### What the task asks
Copy the entries below in full, keeping them exactly as they are.

Excerpts from a dataset

----------

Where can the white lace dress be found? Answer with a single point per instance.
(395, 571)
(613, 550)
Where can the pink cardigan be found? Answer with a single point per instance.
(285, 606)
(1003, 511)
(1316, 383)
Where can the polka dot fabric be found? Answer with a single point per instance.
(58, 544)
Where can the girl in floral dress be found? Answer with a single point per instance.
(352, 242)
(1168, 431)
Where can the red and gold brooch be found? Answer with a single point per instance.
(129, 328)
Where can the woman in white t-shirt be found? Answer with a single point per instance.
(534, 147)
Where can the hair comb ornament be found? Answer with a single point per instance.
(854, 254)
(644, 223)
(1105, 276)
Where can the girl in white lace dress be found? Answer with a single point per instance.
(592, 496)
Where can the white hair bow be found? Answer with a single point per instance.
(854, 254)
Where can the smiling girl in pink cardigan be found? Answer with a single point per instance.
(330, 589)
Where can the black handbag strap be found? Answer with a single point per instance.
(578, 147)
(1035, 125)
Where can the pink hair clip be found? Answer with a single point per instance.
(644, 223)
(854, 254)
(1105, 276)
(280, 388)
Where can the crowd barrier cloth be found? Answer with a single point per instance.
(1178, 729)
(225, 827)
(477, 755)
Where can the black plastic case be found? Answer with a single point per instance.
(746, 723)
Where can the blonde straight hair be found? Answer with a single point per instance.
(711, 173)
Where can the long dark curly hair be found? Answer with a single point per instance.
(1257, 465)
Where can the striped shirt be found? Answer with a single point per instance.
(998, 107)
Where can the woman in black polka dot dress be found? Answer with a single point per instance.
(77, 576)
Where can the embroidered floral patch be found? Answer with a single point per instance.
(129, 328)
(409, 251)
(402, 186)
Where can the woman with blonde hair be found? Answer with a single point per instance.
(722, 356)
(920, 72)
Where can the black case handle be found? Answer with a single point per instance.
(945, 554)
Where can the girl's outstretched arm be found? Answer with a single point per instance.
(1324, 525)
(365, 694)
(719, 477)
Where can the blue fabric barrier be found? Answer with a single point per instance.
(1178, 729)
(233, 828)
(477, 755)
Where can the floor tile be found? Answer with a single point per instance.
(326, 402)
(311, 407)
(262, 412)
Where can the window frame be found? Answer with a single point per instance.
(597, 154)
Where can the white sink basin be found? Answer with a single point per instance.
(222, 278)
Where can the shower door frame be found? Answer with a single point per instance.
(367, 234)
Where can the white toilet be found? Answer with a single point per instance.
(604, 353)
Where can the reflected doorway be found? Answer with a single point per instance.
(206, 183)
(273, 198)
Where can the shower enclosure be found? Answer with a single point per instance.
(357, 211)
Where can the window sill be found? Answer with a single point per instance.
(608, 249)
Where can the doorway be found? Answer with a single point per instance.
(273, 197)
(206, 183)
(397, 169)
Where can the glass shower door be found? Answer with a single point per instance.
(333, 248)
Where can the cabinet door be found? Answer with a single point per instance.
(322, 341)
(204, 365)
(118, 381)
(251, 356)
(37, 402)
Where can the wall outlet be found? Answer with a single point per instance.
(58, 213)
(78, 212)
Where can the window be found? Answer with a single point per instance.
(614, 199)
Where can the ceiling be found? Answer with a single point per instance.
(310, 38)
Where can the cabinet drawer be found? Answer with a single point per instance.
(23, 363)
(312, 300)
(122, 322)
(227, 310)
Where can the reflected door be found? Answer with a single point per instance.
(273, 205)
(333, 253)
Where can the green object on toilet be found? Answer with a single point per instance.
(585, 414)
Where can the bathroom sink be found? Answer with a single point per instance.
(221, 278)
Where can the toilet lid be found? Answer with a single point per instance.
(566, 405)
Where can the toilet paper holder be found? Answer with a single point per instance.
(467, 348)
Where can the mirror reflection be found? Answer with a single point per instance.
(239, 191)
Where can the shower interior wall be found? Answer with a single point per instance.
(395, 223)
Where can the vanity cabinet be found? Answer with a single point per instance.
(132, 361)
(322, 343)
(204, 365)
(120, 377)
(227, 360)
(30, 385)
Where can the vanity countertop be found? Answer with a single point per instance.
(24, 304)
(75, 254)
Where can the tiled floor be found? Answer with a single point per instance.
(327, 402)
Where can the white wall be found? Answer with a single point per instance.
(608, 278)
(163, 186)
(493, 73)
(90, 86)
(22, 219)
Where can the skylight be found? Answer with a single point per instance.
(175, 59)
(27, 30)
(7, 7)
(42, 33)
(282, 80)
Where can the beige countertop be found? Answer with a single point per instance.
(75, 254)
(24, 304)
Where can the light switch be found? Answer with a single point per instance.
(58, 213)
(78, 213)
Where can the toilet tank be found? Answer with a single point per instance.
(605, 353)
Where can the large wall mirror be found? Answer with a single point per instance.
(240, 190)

----------

### Exercise response
Where can the white lace dress be found? Answer with a single point per instance.
(395, 571)
(613, 550)
Where can the pink cardigan be found? Answer with a single point per instance.
(285, 606)
(1003, 511)
(1316, 383)
Where can the polka dot fabric be found? Answer with a single point per instance.
(58, 544)
Where can the girl in floral dress be found? Answer with a single point per instance.
(352, 242)
(1168, 431)
Where can the red and gold brooch be found? Answer with a single point per instance.
(129, 328)
Where can the woman in white t-shirt be found? Answer with a single point per instance.
(534, 147)
Where can the hair comb ornament be found? Answer with a single point per instance.
(854, 254)
(644, 223)
(1105, 276)
Where can the girl in white lace dress be found? Answer with a single point per instance.
(592, 496)
Where can the white hair bow be found? Answer with a single point per instance.
(854, 254)
Where can the smiling girl in pink cardigan be found? Answer with a single point per instance.
(330, 589)
Where can the black handbag strap be found? Answer with a single point per instance.
(578, 147)
(1035, 125)
Where can the pink hair clip be found? Answer with a single point per instance.
(644, 223)
(854, 254)
(1105, 276)
(280, 388)
Where can the crowd barrier cloth be found? Answer with a single point per instance.
(1178, 729)
(225, 827)
(477, 755)
Where can the black plastic case be found? Answer with a single point per instance.
(746, 723)
Where can the blonde straight hair be found? Answer with a single point per instance.
(711, 173)
Where can the long dark curly hair be found? Answer with a single point per instance.
(1257, 465)
Where can the striped shirt be found? Answer with a single point per instance.
(998, 107)
Where can the woman in black polka dot dress be found? Answer with a single point per instance.
(77, 576)
Where can the embroidered floral patch be found? Answer with a single point per instance.
(129, 328)
(409, 251)
(402, 186)
Where can the woman with blonde hair be found? Answer with a single point per instance.
(722, 356)
(920, 72)
Where can the black case handle be found? Answer with a single point per instance.
(945, 554)
Where can the girl's outstretched arm be found? Answer with a single point per instance.
(1324, 525)
(365, 694)
(719, 477)
Where can the blue fabric barrier be found? Answer with a single point per instance.
(1178, 729)
(233, 828)
(477, 755)
Where can the floor tile be found? Answer with a single point per instance.
(326, 402)
(311, 407)
(262, 412)
Where can the window frame be found? Answer with a single point per instance.
(597, 154)
Where can the white sink basin be found? Answer with a single point per instance.
(222, 278)
Where can the shower door frame be found? Answer with a single point per instance.
(367, 234)
Where can the white toilet be found? Answer with a single point per instance.
(604, 353)
Where can the reflected doorway be found? Answer with a single point per instance.
(206, 183)
(273, 198)
Where can the shower enclosure be found? Answer with a single point per instance.
(357, 211)
Where can the window sill be found? Answer with a single point per instance.
(608, 249)
Where can the doorway be found? Answer with a single point per instance.
(273, 197)
(206, 183)
(397, 169)
Where can the glass shower door be found? Answer with a single point per instance.
(333, 248)
Where can the cabinet door be found? Answer with a single point per instance.
(322, 341)
(204, 365)
(118, 381)
(251, 356)
(37, 402)
Where can the wall outlet be found? Answer with a single point per instance.
(58, 213)
(78, 212)
Where can the window be found? Answer with a single point per instance.
(614, 199)
Where can the ceiling be found? Answer with a single point per instance.
(310, 38)
Where can the cabinet drawer be found? Answer with a single point per instance.
(23, 363)
(312, 300)
(122, 322)
(227, 310)
Where can the reflected door be found? Answer with a single point per instance.
(273, 205)
(333, 253)
Where can the green object on toilet be found? Answer with a single point per instance.
(585, 414)
Where can the bathroom sink be found? Answer with a single point per instance.
(221, 278)
Where can the toilet lid be found? Answer with a single point per instance.
(566, 405)
Where can the toilet paper holder be found? Answer with a single point per instance.
(467, 348)
Where can the mirror reflection be found? Answer with a single point per instance.
(239, 191)
Where can the shower interior wall be found? Answer with a single point per instance.
(395, 223)
Where can the vanity cabinet be found? Answer with a single point per instance.
(132, 361)
(322, 343)
(204, 365)
(120, 377)
(227, 360)
(30, 385)
Where can the vanity countertop be found? Answer with a single point per instance.
(24, 304)
(75, 254)
Where can the tiled floor be found? Answer with a single point per instance.
(327, 402)
Where can the white wall be found? Answer with a single point per instance.
(608, 278)
(163, 186)
(493, 73)
(90, 86)
(22, 219)
Where can the skylight be found? Answer with a single point per instance.
(175, 59)
(27, 30)
(7, 7)
(42, 33)
(282, 80)
Where can the beige countertop be found? Answer with a single point per instance.
(75, 254)
(24, 304)
Where can the light switch be found? Answer with a single point per instance.
(58, 213)
(78, 213)
Where can the toilet tank be found? Answer with a single point per instance.
(605, 353)
Where can the large wall mirror be found? Answer with a single point per instance.
(240, 190)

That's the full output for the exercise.